_LISTED ENTRIES_
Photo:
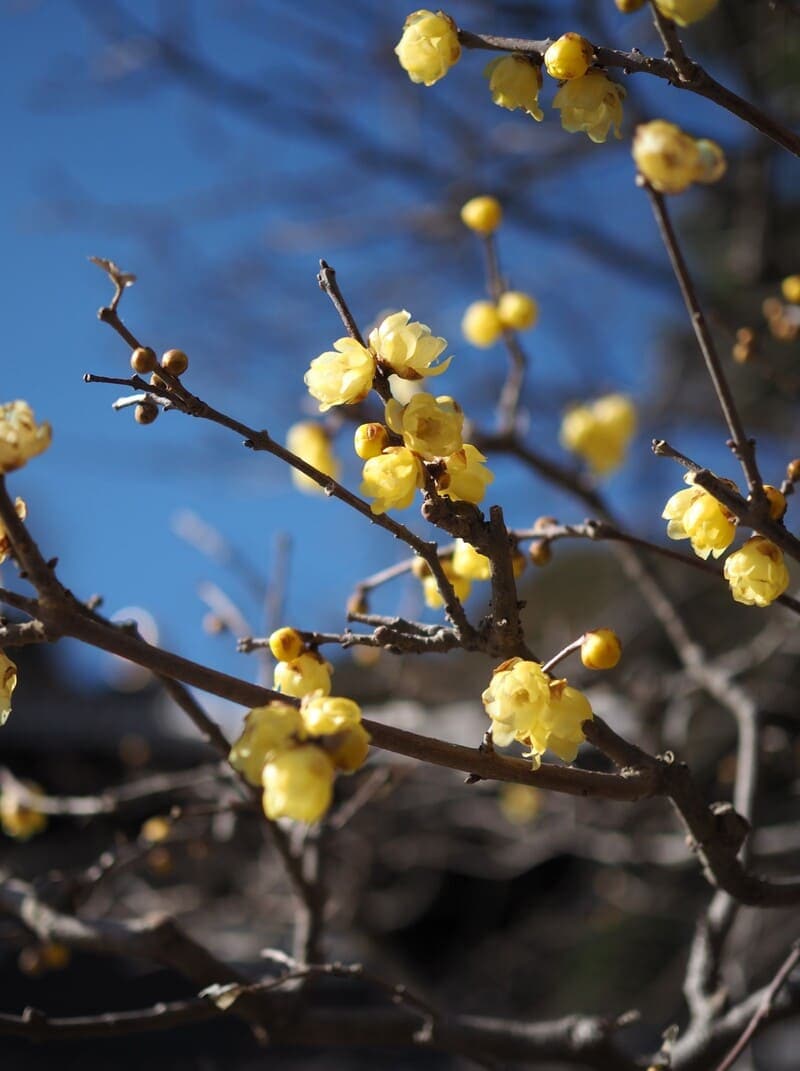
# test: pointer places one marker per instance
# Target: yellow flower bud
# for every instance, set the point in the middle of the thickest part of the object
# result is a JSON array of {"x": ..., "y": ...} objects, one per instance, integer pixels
[
  {"x": 370, "y": 440},
  {"x": 286, "y": 644},
  {"x": 592, "y": 105},
  {"x": 517, "y": 311},
  {"x": 341, "y": 376},
  {"x": 482, "y": 214},
  {"x": 790, "y": 289},
  {"x": 685, "y": 12},
  {"x": 696, "y": 515},
  {"x": 570, "y": 57},
  {"x": 465, "y": 478},
  {"x": 391, "y": 479},
  {"x": 601, "y": 649},
  {"x": 600, "y": 432},
  {"x": 470, "y": 563},
  {"x": 298, "y": 784},
  {"x": 20, "y": 437},
  {"x": 756, "y": 572},
  {"x": 267, "y": 732},
  {"x": 407, "y": 348},
  {"x": 302, "y": 676},
  {"x": 666, "y": 156},
  {"x": 514, "y": 83},
  {"x": 428, "y": 46},
  {"x": 429, "y": 426},
  {"x": 312, "y": 443},
  {"x": 323, "y": 714},
  {"x": 481, "y": 323},
  {"x": 5, "y": 547}
]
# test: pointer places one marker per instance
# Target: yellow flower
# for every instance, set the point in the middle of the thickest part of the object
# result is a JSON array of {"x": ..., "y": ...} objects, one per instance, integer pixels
[
  {"x": 323, "y": 714},
  {"x": 429, "y": 426},
  {"x": 312, "y": 443},
  {"x": 391, "y": 479},
  {"x": 514, "y": 83},
  {"x": 286, "y": 644},
  {"x": 302, "y": 676},
  {"x": 600, "y": 432},
  {"x": 20, "y": 437},
  {"x": 684, "y": 12},
  {"x": 428, "y": 46},
  {"x": 481, "y": 323},
  {"x": 407, "y": 347},
  {"x": 298, "y": 784},
  {"x": 517, "y": 311},
  {"x": 711, "y": 163},
  {"x": 18, "y": 819},
  {"x": 465, "y": 478},
  {"x": 601, "y": 649},
  {"x": 8, "y": 683},
  {"x": 696, "y": 515},
  {"x": 267, "y": 732},
  {"x": 341, "y": 376},
  {"x": 570, "y": 57},
  {"x": 756, "y": 573},
  {"x": 462, "y": 587},
  {"x": 470, "y": 563},
  {"x": 666, "y": 156},
  {"x": 790, "y": 289},
  {"x": 482, "y": 214},
  {"x": 592, "y": 104},
  {"x": 370, "y": 440},
  {"x": 5, "y": 548}
]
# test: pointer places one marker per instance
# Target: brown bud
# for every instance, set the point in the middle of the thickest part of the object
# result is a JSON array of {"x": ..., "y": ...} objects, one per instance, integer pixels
[
  {"x": 142, "y": 360},
  {"x": 175, "y": 361}
]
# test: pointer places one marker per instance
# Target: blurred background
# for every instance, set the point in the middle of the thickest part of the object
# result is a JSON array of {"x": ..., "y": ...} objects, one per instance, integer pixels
[{"x": 217, "y": 149}]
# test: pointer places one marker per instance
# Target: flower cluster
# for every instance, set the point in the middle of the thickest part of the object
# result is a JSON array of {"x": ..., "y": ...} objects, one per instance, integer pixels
[
  {"x": 295, "y": 753},
  {"x": 756, "y": 573},
  {"x": 670, "y": 160},
  {"x": 600, "y": 432},
  {"x": 526, "y": 705}
]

_TASK DESCRIPTION_
Once the pictures are set aside, restate the remaining data above exactly.

_TASK RESULT_
Photo:
# test: pointer places one marker per instance
# Target: yellow flower bud
# for every instance, set the point in the middle of the thickest part of the object
# result is a JSON array of {"x": ..., "y": ...} objects, one per instance, integer pixels
[
  {"x": 370, "y": 440},
  {"x": 286, "y": 644},
  {"x": 592, "y": 105},
  {"x": 517, "y": 311},
  {"x": 341, "y": 376},
  {"x": 482, "y": 214},
  {"x": 790, "y": 289},
  {"x": 685, "y": 12},
  {"x": 696, "y": 515},
  {"x": 570, "y": 57},
  {"x": 465, "y": 478},
  {"x": 391, "y": 479},
  {"x": 601, "y": 649},
  {"x": 600, "y": 432},
  {"x": 470, "y": 563},
  {"x": 298, "y": 784},
  {"x": 20, "y": 437},
  {"x": 756, "y": 572},
  {"x": 267, "y": 732},
  {"x": 407, "y": 348},
  {"x": 302, "y": 676},
  {"x": 666, "y": 156},
  {"x": 514, "y": 83},
  {"x": 428, "y": 46},
  {"x": 429, "y": 426},
  {"x": 312, "y": 443},
  {"x": 323, "y": 714},
  {"x": 481, "y": 323},
  {"x": 5, "y": 547}
]
# test: pointer places one marker per instance
# Target: yellow flower
# for every instance, set the point in the middle of the thickest part of the object
# result is a JSON array of {"x": ..., "y": ...} objects, one per instance, integer pixels
[
  {"x": 323, "y": 714},
  {"x": 429, "y": 426},
  {"x": 312, "y": 443},
  {"x": 391, "y": 479},
  {"x": 514, "y": 83},
  {"x": 286, "y": 644},
  {"x": 302, "y": 676},
  {"x": 600, "y": 432},
  {"x": 20, "y": 437},
  {"x": 684, "y": 12},
  {"x": 428, "y": 46},
  {"x": 481, "y": 323},
  {"x": 407, "y": 347},
  {"x": 298, "y": 784},
  {"x": 517, "y": 311},
  {"x": 711, "y": 163},
  {"x": 18, "y": 819},
  {"x": 465, "y": 478},
  {"x": 601, "y": 649},
  {"x": 8, "y": 683},
  {"x": 696, "y": 515},
  {"x": 267, "y": 732},
  {"x": 341, "y": 376},
  {"x": 570, "y": 57},
  {"x": 756, "y": 573},
  {"x": 462, "y": 587},
  {"x": 470, "y": 563},
  {"x": 666, "y": 156},
  {"x": 790, "y": 289},
  {"x": 482, "y": 214},
  {"x": 592, "y": 104},
  {"x": 370, "y": 440},
  {"x": 5, "y": 548}
]
# test: pointer places one marker per instance
# Target: brown bud
# for every instance, set the point in the middle of the thickest part of the object
# result is a JSON array of {"x": ..., "y": ...} objects, one per instance, integer pixels
[
  {"x": 142, "y": 360},
  {"x": 175, "y": 361}
]
# test: pointer places one marker per instance
# Target: blurred background
# for every instance, set the point in the middle of the thickest part of the object
# result is a JSON array of {"x": ..., "y": ...} objects, one per instance, integer pixels
[{"x": 217, "y": 149}]
# test: pointer places one marker per instance
# Target: flower cluster
# for every instance, set the point in the middle of the thickest part of the object
# result is a JSON array of {"x": ..., "y": ...} objects, one per instance, integer pixels
[
  {"x": 295, "y": 753},
  {"x": 756, "y": 573},
  {"x": 670, "y": 160},
  {"x": 600, "y": 432},
  {"x": 526, "y": 705}
]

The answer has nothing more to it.